Reproduce all of the records below verbatim, leaving out the pictures.

Excerpts from a detection dataset:
-----
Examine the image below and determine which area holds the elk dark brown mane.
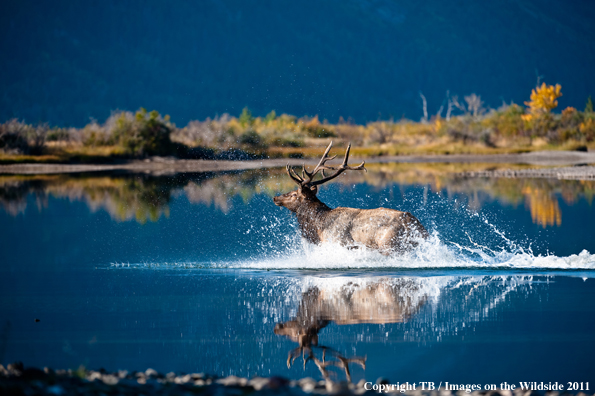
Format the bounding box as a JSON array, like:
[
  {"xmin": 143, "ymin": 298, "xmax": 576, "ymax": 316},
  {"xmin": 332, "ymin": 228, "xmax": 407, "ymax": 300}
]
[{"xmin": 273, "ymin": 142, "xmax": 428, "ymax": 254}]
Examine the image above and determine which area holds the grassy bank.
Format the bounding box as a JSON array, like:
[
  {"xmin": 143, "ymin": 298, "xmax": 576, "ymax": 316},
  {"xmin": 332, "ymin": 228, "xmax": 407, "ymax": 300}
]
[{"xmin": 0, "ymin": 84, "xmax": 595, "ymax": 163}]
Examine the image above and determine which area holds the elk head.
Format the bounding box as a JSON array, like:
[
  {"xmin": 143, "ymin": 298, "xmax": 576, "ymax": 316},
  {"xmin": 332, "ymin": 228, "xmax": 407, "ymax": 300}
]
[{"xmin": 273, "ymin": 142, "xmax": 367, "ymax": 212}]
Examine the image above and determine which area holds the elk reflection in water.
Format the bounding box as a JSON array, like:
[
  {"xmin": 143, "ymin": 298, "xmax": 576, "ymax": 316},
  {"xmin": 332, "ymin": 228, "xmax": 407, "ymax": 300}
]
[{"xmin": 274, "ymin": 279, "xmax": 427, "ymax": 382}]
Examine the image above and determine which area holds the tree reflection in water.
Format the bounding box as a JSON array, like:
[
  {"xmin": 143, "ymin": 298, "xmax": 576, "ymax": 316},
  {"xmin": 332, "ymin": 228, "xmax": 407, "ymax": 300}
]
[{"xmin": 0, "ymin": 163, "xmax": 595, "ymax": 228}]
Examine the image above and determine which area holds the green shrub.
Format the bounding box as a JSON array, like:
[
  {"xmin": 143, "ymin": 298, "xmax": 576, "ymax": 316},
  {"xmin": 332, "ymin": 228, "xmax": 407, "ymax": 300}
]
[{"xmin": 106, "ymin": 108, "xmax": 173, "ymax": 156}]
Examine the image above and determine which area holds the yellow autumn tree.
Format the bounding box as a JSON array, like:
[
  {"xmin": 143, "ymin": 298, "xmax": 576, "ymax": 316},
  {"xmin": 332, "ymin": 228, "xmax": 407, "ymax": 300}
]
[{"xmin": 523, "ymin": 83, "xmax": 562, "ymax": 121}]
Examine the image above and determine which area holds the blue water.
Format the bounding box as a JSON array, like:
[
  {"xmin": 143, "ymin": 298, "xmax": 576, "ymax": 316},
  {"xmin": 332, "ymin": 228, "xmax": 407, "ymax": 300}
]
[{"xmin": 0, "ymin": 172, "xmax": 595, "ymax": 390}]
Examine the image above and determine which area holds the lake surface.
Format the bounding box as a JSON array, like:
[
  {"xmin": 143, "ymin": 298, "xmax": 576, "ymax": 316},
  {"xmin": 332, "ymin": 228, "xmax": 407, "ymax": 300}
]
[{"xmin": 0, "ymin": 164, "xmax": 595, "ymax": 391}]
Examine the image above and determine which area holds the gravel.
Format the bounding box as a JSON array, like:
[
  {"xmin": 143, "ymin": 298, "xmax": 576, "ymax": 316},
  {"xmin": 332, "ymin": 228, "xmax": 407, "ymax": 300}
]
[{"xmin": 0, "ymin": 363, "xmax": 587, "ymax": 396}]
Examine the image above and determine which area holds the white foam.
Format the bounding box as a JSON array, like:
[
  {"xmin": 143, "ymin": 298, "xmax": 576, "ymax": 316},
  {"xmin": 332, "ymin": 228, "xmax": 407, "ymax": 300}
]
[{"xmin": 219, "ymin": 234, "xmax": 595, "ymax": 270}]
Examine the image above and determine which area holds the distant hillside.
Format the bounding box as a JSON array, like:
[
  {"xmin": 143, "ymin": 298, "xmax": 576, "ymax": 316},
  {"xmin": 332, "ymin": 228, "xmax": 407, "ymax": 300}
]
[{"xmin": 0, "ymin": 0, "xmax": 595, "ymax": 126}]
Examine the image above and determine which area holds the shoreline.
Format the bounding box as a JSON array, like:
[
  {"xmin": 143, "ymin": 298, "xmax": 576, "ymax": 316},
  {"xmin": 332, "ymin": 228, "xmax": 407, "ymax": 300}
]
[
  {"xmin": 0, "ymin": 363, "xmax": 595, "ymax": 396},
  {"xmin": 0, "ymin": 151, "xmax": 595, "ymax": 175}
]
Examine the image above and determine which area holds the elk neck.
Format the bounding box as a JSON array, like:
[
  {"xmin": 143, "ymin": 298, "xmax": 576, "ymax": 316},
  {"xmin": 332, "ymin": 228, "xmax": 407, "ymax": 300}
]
-----
Task response:
Examine the image below and determine which area holds the elk dark brown mane.
Format the bounding box as a JSON array, like:
[
  {"xmin": 143, "ymin": 298, "xmax": 576, "ymax": 316},
  {"xmin": 332, "ymin": 228, "xmax": 407, "ymax": 300}
]
[{"xmin": 273, "ymin": 142, "xmax": 428, "ymax": 254}]
Examine the image above and determine which area holds the grassy bank.
Format the bounding box as a JSON array, like:
[
  {"xmin": 143, "ymin": 298, "xmax": 576, "ymax": 316},
  {"xmin": 332, "ymin": 228, "xmax": 407, "ymax": 300}
]
[{"xmin": 0, "ymin": 84, "xmax": 595, "ymax": 163}]
Examine the image above and determine which area holds the elk head.
Format the bounding box as a JSON array, like:
[
  {"xmin": 143, "ymin": 298, "xmax": 576, "ymax": 316},
  {"xmin": 332, "ymin": 228, "xmax": 407, "ymax": 300}
]
[{"xmin": 273, "ymin": 142, "xmax": 367, "ymax": 212}]
Examine the image above and determine which area holds the elk reflection in water.
Format the bounding box as a JSON array, like:
[
  {"xmin": 143, "ymin": 298, "xmax": 576, "ymax": 316},
  {"xmin": 332, "ymin": 228, "xmax": 407, "ymax": 300}
]
[{"xmin": 274, "ymin": 279, "xmax": 427, "ymax": 382}]
Examine the image above and determine which area holds the tree reflection in water.
Format the bounding box as a JSON array, like:
[
  {"xmin": 143, "ymin": 298, "xmax": 576, "ymax": 316},
  {"xmin": 332, "ymin": 228, "xmax": 407, "ymax": 300}
]
[{"xmin": 0, "ymin": 163, "xmax": 595, "ymax": 228}]
Examine the image above and determine which area holds the green shrub.
Format the bounding box as a JSON array, like:
[
  {"xmin": 143, "ymin": 298, "xmax": 576, "ymax": 316},
  {"xmin": 332, "ymin": 228, "xmax": 407, "ymax": 300}
]
[{"xmin": 106, "ymin": 108, "xmax": 173, "ymax": 156}]
Examine the image above and determine which area holds the yellow autumn tree.
Format the bounding box as a JSON array, like:
[
  {"xmin": 143, "ymin": 298, "xmax": 576, "ymax": 316},
  {"xmin": 332, "ymin": 228, "xmax": 407, "ymax": 300}
]
[{"xmin": 523, "ymin": 83, "xmax": 562, "ymax": 121}]
Examine the image above and determine which area holds the blue water.
Format the bounding box as a JSON array, like:
[
  {"xmin": 143, "ymin": 298, "xmax": 576, "ymax": 316},
  {"xmin": 332, "ymin": 228, "xmax": 407, "ymax": 300}
]
[{"xmin": 0, "ymin": 172, "xmax": 595, "ymax": 390}]
Examine the image above and determine which area holds the lake surface.
Format the bounding box as a JSON array, like:
[
  {"xmin": 143, "ymin": 298, "xmax": 576, "ymax": 316},
  {"xmin": 332, "ymin": 228, "xmax": 407, "ymax": 300}
]
[{"xmin": 0, "ymin": 164, "xmax": 595, "ymax": 391}]
Examine the image above and determine which area holds the gravel.
Format the bounding box as a JSON array, like:
[
  {"xmin": 143, "ymin": 298, "xmax": 576, "ymax": 316},
  {"xmin": 332, "ymin": 228, "xmax": 407, "ymax": 300}
]
[{"xmin": 0, "ymin": 363, "xmax": 587, "ymax": 396}]
Examine the image above and determine which area holds the white foam.
Format the bounding box as a JSON array, like:
[
  {"xmin": 143, "ymin": 298, "xmax": 576, "ymax": 316},
  {"xmin": 332, "ymin": 228, "xmax": 407, "ymax": 300}
]
[{"xmin": 219, "ymin": 234, "xmax": 595, "ymax": 270}]
Examine the image above and determine which area holds the distant hillside.
Format the bounding box as a JSON array, like:
[
  {"xmin": 143, "ymin": 298, "xmax": 576, "ymax": 316},
  {"xmin": 332, "ymin": 228, "xmax": 407, "ymax": 300}
]
[{"xmin": 0, "ymin": 0, "xmax": 595, "ymax": 126}]
Examine the image above and determine which area holds the shoreline.
Format the bounding box as a JSON array, like:
[
  {"xmin": 143, "ymin": 298, "xmax": 576, "ymax": 316},
  {"xmin": 332, "ymin": 228, "xmax": 407, "ymax": 300}
]
[
  {"xmin": 0, "ymin": 363, "xmax": 595, "ymax": 396},
  {"xmin": 0, "ymin": 151, "xmax": 595, "ymax": 175}
]
Examine the image above and determine which area holds the elk neck.
Format the bounding box as a JSON array, like:
[
  {"xmin": 143, "ymin": 298, "xmax": 576, "ymax": 316},
  {"xmin": 332, "ymin": 228, "xmax": 407, "ymax": 300}
]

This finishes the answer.